> [Raw records]
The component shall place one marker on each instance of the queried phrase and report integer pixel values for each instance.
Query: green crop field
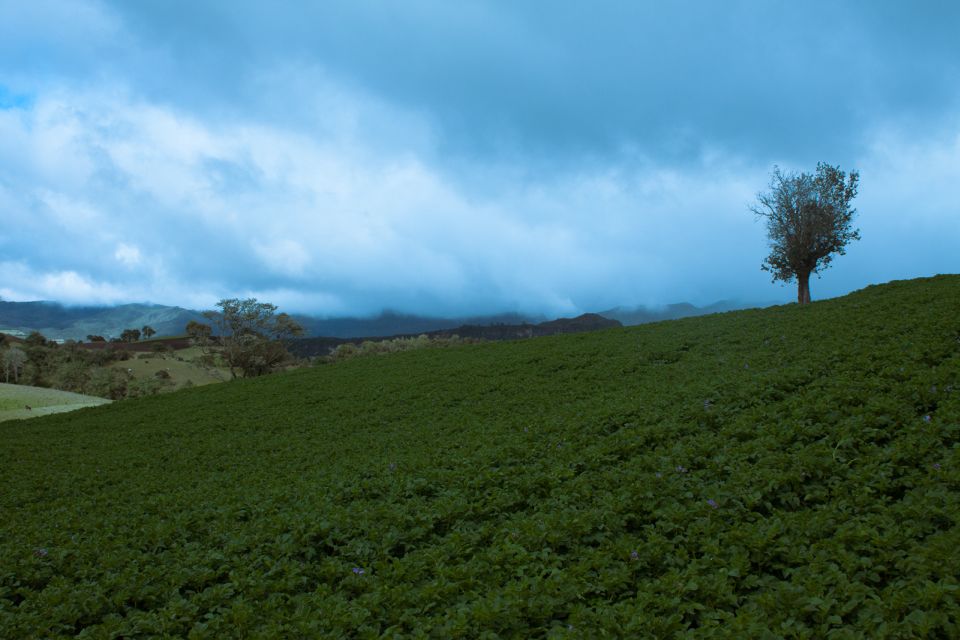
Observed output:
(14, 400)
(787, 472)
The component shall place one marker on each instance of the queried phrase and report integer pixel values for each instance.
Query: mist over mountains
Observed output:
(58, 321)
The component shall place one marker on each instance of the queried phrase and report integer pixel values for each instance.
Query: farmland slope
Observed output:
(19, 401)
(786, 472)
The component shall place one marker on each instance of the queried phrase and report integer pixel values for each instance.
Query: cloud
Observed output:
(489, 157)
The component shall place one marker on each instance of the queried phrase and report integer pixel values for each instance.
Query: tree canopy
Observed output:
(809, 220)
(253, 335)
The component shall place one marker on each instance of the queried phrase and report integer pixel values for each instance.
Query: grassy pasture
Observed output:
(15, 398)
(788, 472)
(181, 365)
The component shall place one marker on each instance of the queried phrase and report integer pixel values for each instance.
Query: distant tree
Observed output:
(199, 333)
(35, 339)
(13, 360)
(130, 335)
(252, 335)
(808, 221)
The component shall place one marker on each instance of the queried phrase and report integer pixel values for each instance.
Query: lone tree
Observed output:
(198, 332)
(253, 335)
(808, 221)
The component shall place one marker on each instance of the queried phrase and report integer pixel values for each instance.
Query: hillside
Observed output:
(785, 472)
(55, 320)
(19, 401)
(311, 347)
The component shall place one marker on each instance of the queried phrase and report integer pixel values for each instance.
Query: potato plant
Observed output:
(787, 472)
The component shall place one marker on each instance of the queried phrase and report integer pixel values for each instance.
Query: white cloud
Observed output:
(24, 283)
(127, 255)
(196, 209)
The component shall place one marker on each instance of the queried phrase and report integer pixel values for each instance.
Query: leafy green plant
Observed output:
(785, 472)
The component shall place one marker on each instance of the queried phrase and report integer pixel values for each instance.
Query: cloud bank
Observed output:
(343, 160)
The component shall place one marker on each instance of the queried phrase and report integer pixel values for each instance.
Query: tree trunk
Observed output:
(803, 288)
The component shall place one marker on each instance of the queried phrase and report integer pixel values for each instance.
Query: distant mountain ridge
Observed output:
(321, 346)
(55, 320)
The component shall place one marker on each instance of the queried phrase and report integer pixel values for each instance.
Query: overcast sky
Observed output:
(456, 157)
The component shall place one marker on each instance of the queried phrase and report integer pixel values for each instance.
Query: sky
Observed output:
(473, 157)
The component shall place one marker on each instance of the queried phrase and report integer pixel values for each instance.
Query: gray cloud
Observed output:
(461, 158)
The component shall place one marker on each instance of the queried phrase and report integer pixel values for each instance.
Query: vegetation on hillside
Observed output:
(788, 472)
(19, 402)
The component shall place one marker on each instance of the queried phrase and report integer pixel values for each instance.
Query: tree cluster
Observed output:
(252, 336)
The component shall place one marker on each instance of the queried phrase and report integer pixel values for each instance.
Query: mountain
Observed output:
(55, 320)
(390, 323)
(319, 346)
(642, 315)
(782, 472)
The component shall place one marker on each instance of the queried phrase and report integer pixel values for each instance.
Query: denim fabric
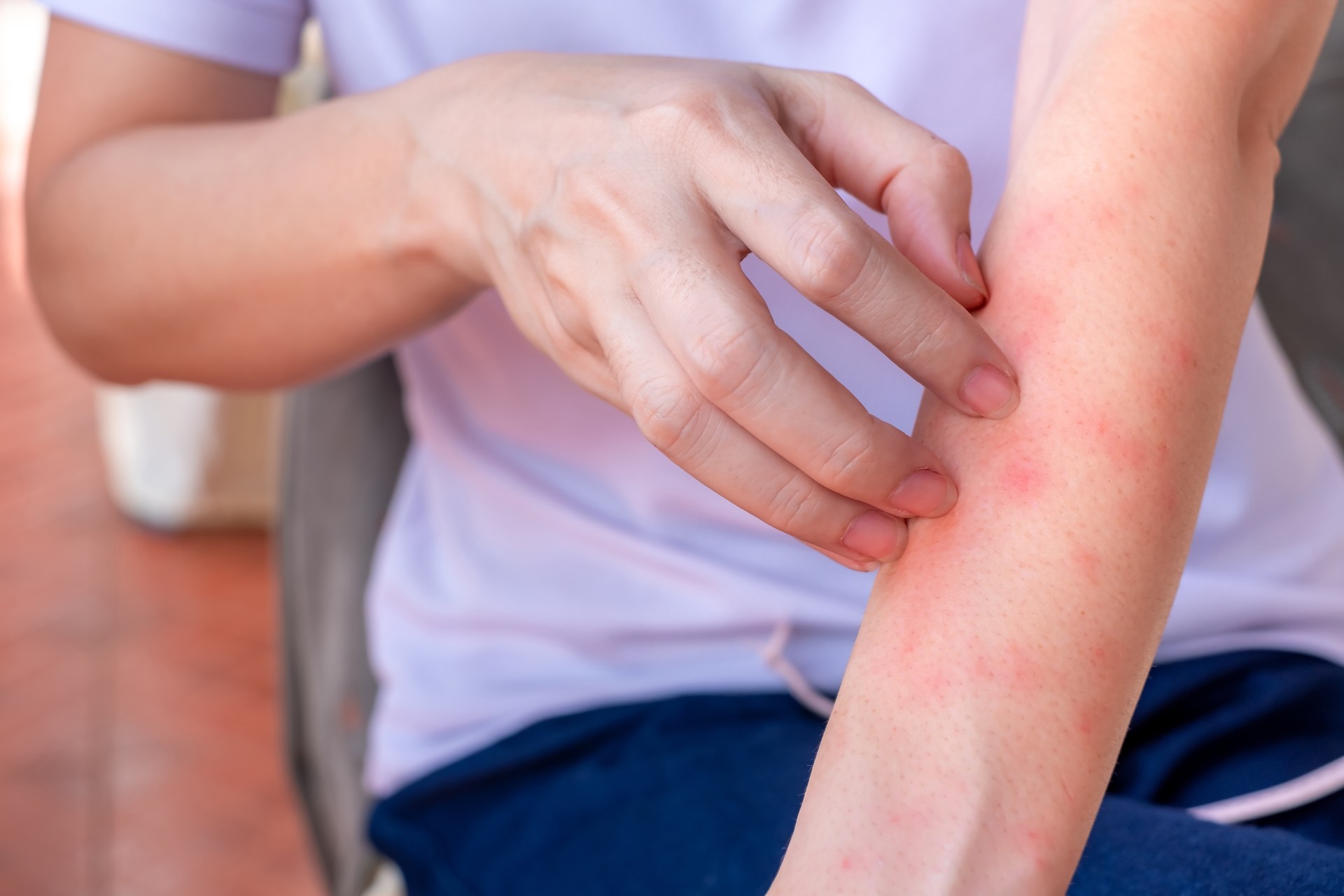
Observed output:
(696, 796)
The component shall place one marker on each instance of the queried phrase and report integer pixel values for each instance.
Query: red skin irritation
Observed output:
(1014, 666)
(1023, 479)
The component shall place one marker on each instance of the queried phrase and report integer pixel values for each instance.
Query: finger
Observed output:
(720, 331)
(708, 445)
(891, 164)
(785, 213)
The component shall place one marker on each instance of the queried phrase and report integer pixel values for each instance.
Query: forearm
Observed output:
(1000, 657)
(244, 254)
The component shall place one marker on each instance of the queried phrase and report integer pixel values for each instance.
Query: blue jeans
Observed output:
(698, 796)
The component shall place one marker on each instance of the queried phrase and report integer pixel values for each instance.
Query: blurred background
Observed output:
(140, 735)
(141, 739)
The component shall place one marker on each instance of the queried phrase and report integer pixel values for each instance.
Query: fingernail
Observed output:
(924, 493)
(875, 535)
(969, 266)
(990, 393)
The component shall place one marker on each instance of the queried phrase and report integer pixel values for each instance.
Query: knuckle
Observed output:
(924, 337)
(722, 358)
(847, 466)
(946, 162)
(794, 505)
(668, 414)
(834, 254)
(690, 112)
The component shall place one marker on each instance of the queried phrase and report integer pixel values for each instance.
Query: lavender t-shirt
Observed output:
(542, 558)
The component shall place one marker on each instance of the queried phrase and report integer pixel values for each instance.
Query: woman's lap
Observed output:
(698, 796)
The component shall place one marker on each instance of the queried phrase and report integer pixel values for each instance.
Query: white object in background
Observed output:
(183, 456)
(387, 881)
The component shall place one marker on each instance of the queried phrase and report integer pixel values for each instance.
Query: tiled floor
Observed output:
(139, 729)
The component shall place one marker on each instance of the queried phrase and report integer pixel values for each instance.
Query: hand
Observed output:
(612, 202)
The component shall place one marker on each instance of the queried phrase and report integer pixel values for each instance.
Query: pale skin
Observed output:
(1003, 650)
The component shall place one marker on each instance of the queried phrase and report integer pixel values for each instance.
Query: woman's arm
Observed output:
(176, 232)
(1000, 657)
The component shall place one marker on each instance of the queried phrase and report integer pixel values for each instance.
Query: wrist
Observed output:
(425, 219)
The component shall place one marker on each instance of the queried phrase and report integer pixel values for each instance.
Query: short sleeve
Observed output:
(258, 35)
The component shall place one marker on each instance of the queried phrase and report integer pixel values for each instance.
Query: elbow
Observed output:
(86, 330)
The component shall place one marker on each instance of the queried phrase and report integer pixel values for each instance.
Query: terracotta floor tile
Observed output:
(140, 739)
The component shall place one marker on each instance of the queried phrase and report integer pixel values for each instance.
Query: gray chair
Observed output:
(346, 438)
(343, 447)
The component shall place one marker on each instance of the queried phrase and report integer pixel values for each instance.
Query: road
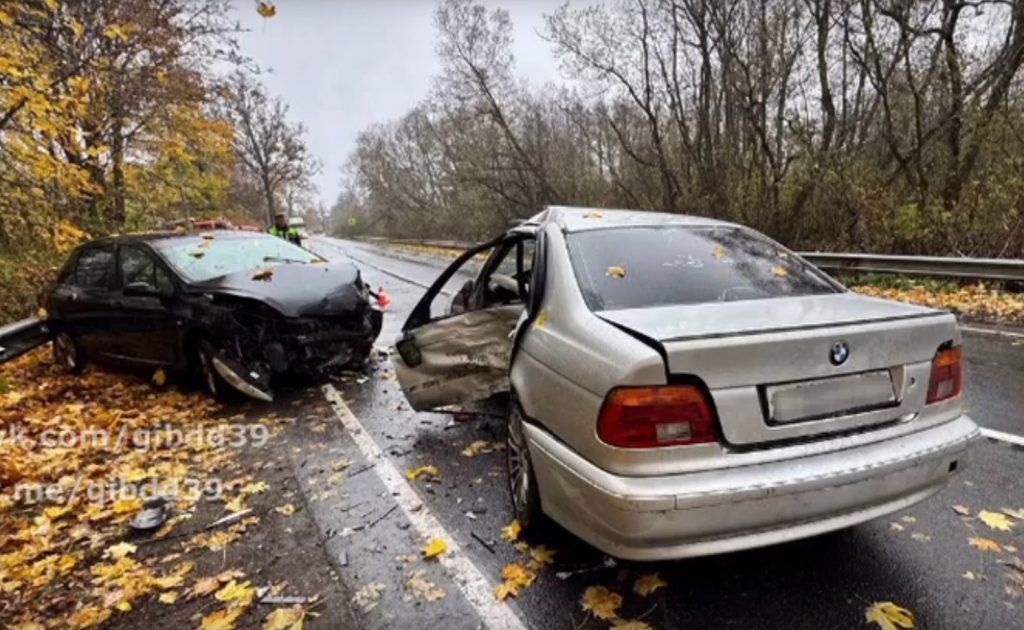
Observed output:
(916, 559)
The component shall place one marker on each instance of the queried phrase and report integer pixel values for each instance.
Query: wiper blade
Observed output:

> [Challenge] Quote each line of the listing exactly, but leave the pictures out.

> [Response]
The component shall place one marker on each instance of the queried phrase and report integer pixel values for each instance.
Query: green crop field
Observed output:
(14, 400)
(787, 472)
The component shall place one marker on each instance of the queried phrase and report integer pixel values for each instance.
Query: mist over mountains
Observed output:
(58, 321)
The component shall place one marker on each instance of the queried phrase and report integer pixel values for each instance.
Query: farmland slope
Observed output:
(19, 401)
(786, 472)
The component shall place one marker on each instance of the queried phrase and report integer pixel values for each instance.
Query: cloud
Observed output:
(489, 157)
The component shall place one marker on each instance of the queried phrase and report integer pixel values for each instance.
Query: tree canopy
Observed output:
(809, 220)
(253, 335)
The component shall place one marker on each instance of the queried phrase and report integer pixel values for each instance.
Query: grassy pasture
Observed output:
(15, 398)
(788, 472)
(181, 365)
The component shall place one marker on each instance of the queried phrase and report integer pixel values for each instance.
Query: distant tree
Observed output:
(199, 333)
(35, 339)
(13, 360)
(130, 335)
(252, 335)
(808, 221)
The component shall place one marker on each instance of the queried phrase and report integer pixel values for each instance.
Query: lone tree
Observed output:
(198, 332)
(253, 335)
(808, 221)
The component shall place one marker on each instance of the queried phrase and report integer pixel values for each instance.
Query: hillside
Observed output:
(785, 472)
(55, 320)
(19, 401)
(311, 347)
The component shall place one marker on each instance of the queried phrase and report integer pixel values for each instance.
Query: potato plant
Observed output:
(787, 472)
The component shall place one marker on each instance of the queried phrase and report integer pixel values for each instance.
Query: white cloud
Observed output:
(24, 283)
(127, 255)
(196, 209)
The component shall place one marker on each instance of the queried phrase and report integer pixel values for each instance.
Query: leafy green plant
Observed output:
(785, 472)
The component shall place one marker on each instance of the queried phrase and report integer pixel values for each instance.
Query: cloud bank
Observed output:
(343, 160)
The component shall place one marker on each instance of the queried phrase and report integer pixel values for each instance.
Query: tree trunk
Observed output:
(803, 288)
The component shall place one marker on each instance of the queried phrase and report integer pixel values for each instance.
Query: distant mountain ridge
Observed output:
(321, 346)
(55, 320)
The component shall place one marker on each instance of the queried phrase and report integer pixel values for each instance.
Query: overcast sky
Observed output:
(456, 157)
The component shall place one marker on each instance of the queried phrase and report integer pixel values for each instance.
Query: sky
Observed output:
(473, 157)
The component shall place one marker on each instance of the queried phrase and report integer pixel values for each instance.
Query: gray cloud
Observed output:
(461, 158)
The component shall place one marker on each instance of the queried phrase and report integer pixel values for each instance.
Query: vegetation on hillside
Observed output:
(788, 472)
(19, 402)
The component shall place one marker on each instance of the queried phrase and report integer pixel values for each instance.
Query: tree cluster
Observed output:
(252, 336)
The component shall place one marker on each instance of the queried phrase and report integer pixel values for each instance.
Query: mountain
Observed output:
(55, 320)
(390, 323)
(319, 346)
(642, 315)
(782, 472)
The component shall place one marker on each instance of the queried phrase and report integer pixel values for each instance.
Query: denim fabric
Observed output:
(696, 796)
The component shall place one marker on each instance of the queried phrase and report integer pixel values for each instance.
Query: red skin irritation
Observed output:
(1014, 666)
(1023, 479)
The component shall place one marker on each instance of the queried phrase and report integer pixel values for each instance.
Query: finger
Observed output:
(720, 331)
(708, 445)
(891, 164)
(785, 213)
The component shall place one marker on each instance of the queried phrase and report integer pixel values for each instance.
Query: forearm
Observed output:
(1000, 657)
(244, 254)
The component shall place one marker on each instance of the queried phrase and report integer pixel values for each instance.
Query: blue jeans
Observed output:
(698, 796)
The component shall place one marker on each instance of the queried phrase and report integer pixel values for each instance.
Query: blurred background
Observed output:
(140, 735)
(141, 739)
The component shall place one marker on each instance of the queried phrase and report integer pixel values for each instance.
Query: fingernail
Observed output:
(924, 493)
(875, 535)
(969, 266)
(990, 393)
The component shall place one marker on each instance of the queried phrase and report integer pixel values for each instance.
Query: knuckle
Observed output:
(924, 337)
(722, 358)
(847, 466)
(946, 162)
(794, 505)
(668, 414)
(834, 254)
(690, 112)
The component shall place one marker on each instance of the queried phrase and report integer pixel values for each instance.
Query: lavender t-shirt
Observed output:
(542, 558)
The component shall place one marker on each instance of the queried phrase and report integer pixel values for each instance.
Query: woman's lap
Observed output:
(698, 796)
The component shall place one marker on each instance of the queried phrase and report integer pixel values for each instance.
Query: white object in background
Observed output:
(183, 456)
(387, 881)
The component shall place one marker on each instance of the queried phrase and report integer pixel values for each instance.
Query: tiled floor
Observed output:
(139, 729)
The component shall place one marker on each instance of the queried phrase and report integer pixel values for each instance.
Query: hand
Observed output:
(612, 202)
The component shall place one marker on each instance of the queried phrase and report integer pixel values for each instance.
Query: pale skin
Observed output:
(1003, 650)
The component shall place one marker on each instance of the queried phrase and report integer pixel values for each instance.
Query: woman's arm
Observed output:
(176, 232)
(1000, 657)
The component shall place one marker on each instance of the queried phrase and report integer pixel values for each instance.
Query: wrist
Observed output:
(425, 219)
The component shall place one marker on each instance of the queried phrase and report integer pixel values for each instance.
Query: short sleeve
Observed output:
(258, 35)
The component shall place one marker on each instance of the queried phrase and report integer pixel values for each instance.
Query: elbow
Observed output:
(86, 330)
The component shall place one marker on each instance of the queried phrase and report integer pixel values for each instance.
Query: terracotta floor tile
Observed output:
(140, 739)
The component shall place one marker on each instance of the queried phrase and report integer pixel values for each instance.
Query: gray chair
Observed output:
(346, 438)
(343, 447)
The component shall place one marker on each instance of the queried phrase and report integer pixel values for each instance.
Query: road
Observed output:
(916, 559)
The component shall place one marker on each instance of the queried phrase and report integer pixel values for each instance.
Query: wiper blade
Observed output:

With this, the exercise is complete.